EXERCISE OBJECTIVE
Change each "integer pixels" in the entries below to "whole-number pixels", and write the entries out again with everything else left as it is.

DATA LINES
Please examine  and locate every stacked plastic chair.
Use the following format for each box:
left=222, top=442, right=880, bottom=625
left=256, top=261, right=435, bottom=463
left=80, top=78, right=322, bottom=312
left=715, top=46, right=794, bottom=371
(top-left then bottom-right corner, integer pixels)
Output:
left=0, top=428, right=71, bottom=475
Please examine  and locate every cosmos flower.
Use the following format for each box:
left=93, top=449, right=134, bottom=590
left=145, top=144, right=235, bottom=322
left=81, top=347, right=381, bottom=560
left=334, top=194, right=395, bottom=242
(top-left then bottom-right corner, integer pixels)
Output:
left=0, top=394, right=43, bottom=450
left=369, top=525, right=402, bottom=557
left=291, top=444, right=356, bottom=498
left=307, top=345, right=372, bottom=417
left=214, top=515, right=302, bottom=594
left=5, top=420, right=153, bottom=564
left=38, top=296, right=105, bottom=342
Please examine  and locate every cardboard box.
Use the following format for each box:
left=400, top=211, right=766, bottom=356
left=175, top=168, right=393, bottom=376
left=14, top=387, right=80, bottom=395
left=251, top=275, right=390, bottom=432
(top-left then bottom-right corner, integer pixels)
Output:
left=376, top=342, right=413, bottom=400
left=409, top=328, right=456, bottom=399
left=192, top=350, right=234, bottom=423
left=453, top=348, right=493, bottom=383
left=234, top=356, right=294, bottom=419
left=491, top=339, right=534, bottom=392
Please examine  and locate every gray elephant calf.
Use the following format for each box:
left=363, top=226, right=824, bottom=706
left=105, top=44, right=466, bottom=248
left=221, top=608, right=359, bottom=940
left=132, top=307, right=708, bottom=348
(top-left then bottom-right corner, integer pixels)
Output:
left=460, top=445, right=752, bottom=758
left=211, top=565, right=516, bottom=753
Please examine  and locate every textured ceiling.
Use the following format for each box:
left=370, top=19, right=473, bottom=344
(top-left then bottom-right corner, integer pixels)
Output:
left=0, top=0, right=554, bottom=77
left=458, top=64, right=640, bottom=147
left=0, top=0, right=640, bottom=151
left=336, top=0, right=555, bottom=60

ANSWER BELOW
Please examine  and locate every stacked plastic chair.
Use the following format for each box:
left=222, top=442, right=880, bottom=625
left=256, top=261, right=435, bottom=463
left=80, top=78, right=322, bottom=312
left=715, top=46, right=794, bottom=371
(top-left then bottom-right corner, whole-number pixels)
Output:
left=0, top=428, right=71, bottom=475
Please examine  and locate every cosmos flower.
Use the following format for each box:
left=93, top=449, right=134, bottom=590
left=145, top=144, right=235, bottom=322
left=81, top=347, right=381, bottom=560
left=334, top=194, right=395, bottom=242
(top-left then bottom-right corner, whole-number pixels)
Output:
left=0, top=394, right=43, bottom=450
left=369, top=525, right=402, bottom=557
left=291, top=444, right=356, bottom=498
left=307, top=345, right=372, bottom=417
left=214, top=515, right=302, bottom=594
left=5, top=420, right=153, bottom=564
left=38, top=296, right=105, bottom=342
Please examine  and locate every cardboard box.
Use the following format for each box:
left=400, top=211, right=766, bottom=356
left=175, top=168, right=393, bottom=376
left=14, top=387, right=80, bottom=395
left=251, top=275, right=390, bottom=432
(top-left then bottom-right corner, whole-number pixels)
Output:
left=376, top=342, right=413, bottom=400
left=409, top=328, right=456, bottom=399
left=192, top=350, right=234, bottom=423
left=453, top=348, right=493, bottom=383
left=234, top=356, right=294, bottom=419
left=491, top=339, right=534, bottom=392
Please examine  and locate every gray elephant calf.
Use the following format for each box:
left=363, top=226, right=824, bottom=706
left=105, top=44, right=466, bottom=248
left=221, top=608, right=359, bottom=940
left=132, top=307, right=708, bottom=348
(top-left then bottom-right corner, whole-number pixels)
Output:
left=460, top=445, right=752, bottom=758
left=211, top=565, right=516, bottom=753
Please examine  and locate every textured ceiling.
Use the following format for each box:
left=370, top=19, right=473, bottom=344
(top-left then bottom-right corner, whole-number pixels)
Output:
left=0, top=0, right=554, bottom=77
left=458, top=64, right=640, bottom=147
left=0, top=0, right=640, bottom=151
left=336, top=0, right=555, bottom=60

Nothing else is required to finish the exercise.